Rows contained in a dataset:
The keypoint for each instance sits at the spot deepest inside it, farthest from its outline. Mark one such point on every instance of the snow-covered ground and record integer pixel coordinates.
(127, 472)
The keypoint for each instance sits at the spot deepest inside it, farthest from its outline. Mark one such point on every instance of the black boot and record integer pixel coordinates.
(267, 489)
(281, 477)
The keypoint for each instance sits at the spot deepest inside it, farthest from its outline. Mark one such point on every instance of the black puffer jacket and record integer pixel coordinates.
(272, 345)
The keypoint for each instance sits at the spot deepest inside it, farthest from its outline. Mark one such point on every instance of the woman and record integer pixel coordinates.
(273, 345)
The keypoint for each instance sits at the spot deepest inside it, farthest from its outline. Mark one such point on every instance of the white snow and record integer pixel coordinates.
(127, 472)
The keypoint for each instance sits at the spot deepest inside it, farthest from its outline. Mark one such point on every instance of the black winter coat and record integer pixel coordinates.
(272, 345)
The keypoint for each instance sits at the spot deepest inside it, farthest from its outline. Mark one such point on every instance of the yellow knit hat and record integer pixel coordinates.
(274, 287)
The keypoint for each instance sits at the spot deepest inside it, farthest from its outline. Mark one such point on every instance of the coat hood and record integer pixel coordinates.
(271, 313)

- **Goal**
Repeat all of the rows above word for word, changing nothing.

- **Exercise solution**
The keypoint for each instance sits at the spot deepest inside it, farthest from its outline. Mark one such point on every instance of the snow-covered ground and record integer pixel coordinates.
(127, 472)
The keypoint for each instance sits at the spot deepest inside it, farthest from its outline. Mark one such point on every instance of the black boot and record integer pixel coordinates.
(267, 489)
(281, 477)
The keypoint for each instance sits at the spot deepest inside it, farthest from its outline. Mark one such point on every instance of the black puffer jacket and record integer pixel coordinates.
(272, 345)
The keypoint for each instance sits at the spot deepest inside it, farthest from its outline. Mark one such point on every instance of the woman and record integer pixel coordinates.
(273, 345)
The keypoint for each instance sits at the spot deepest inside it, farthest from its outline. Mark one such point on every instance of the white snow and record integer pixel coordinates.
(127, 472)
The keypoint for each instance sits at the spot deepest inside it, farthest from its outline. Mark one such point on every instance of the black winter coat and record integer pixel coordinates.
(272, 345)
The keypoint for each instance sits at the spot deepest inside it, farthest from its outline. Mark one such point on every instance of the yellow knit hat and record integer pixel coordinates.
(274, 287)
The keypoint for each instance sits at the spot deepest inside it, farthest from its outline. Mark one such point on every instance of the coat hood and record integer pixel coordinates.
(271, 313)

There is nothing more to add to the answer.